◆ **PAGE EXTRACT**
[Start of section]
The feedforward controller model was developed in MATLAB workspace and Simulink. The integrated flowsheet model developed in gPROMS was converted to an integrated flowsheet model in Simulink. Transfer function models were developed from data generated by the gPROMS model. These models were developed in System Identification Toolbox and the best fit model was selected. The pole-zero plot and bode diagrams for these transfer functions were also developed to ensure that the transfer functions were stable. These transfer function models describe the various unit operations in the flowsheet. The flowsheet transfer function model is described in Fig. 36.

Fig 36
figure 36

Integrated flowsheet model simulated in Simulink (open loop)

The above transfer function model was simplified because during implementation a simplified model for the entire process would be required. The simplified process model which also represents the ideal case was developed using the data generated by the Simulink model described in Fig. 36. The feedforward controller was then developed using the disturbance model and the process model given in Fig. 37. The feedforward controller transfer function is achieved by equating the characteristic equation to zero. The general form of that is given in Eq. 10. Both the disturbance transfer function (Gd) and process transfer function (Gp) are specific to a particular process and material and would change if any changes are made to the process or the materials.
[End of section]
◆ **WHAT IS NEEDED**
According to the text on the feedforward controller, in which toolbox were the transfer function models developed? The items are not needed for this work.

◆ **RECORD EXCERPTS**
[Start of section]
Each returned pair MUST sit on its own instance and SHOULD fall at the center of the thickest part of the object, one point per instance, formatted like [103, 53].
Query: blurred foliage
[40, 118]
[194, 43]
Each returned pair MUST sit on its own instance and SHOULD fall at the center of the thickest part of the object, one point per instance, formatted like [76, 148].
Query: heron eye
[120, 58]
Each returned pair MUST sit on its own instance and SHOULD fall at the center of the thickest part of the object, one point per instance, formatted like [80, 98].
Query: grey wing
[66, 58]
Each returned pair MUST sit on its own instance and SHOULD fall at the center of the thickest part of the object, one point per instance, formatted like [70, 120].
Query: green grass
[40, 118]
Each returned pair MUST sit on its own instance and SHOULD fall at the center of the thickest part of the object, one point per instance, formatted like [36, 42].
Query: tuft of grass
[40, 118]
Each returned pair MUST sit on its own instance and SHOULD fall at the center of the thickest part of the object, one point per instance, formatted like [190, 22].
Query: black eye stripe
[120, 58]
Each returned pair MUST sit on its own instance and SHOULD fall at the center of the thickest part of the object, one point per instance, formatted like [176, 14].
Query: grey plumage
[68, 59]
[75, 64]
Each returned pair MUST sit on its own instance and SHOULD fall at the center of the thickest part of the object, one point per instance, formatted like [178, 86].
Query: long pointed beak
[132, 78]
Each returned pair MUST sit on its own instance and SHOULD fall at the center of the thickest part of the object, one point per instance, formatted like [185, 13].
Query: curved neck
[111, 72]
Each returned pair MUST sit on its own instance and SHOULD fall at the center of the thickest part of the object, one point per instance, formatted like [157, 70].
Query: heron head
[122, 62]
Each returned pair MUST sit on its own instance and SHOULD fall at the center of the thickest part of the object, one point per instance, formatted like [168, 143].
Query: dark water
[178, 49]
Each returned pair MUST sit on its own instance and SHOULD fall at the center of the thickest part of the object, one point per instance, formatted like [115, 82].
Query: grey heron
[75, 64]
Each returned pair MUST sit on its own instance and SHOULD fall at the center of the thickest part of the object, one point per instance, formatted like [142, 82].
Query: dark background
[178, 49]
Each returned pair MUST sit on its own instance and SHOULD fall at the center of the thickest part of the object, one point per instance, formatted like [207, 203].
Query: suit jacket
[End of section]
◆ **RESULT**
System Identification Toolbox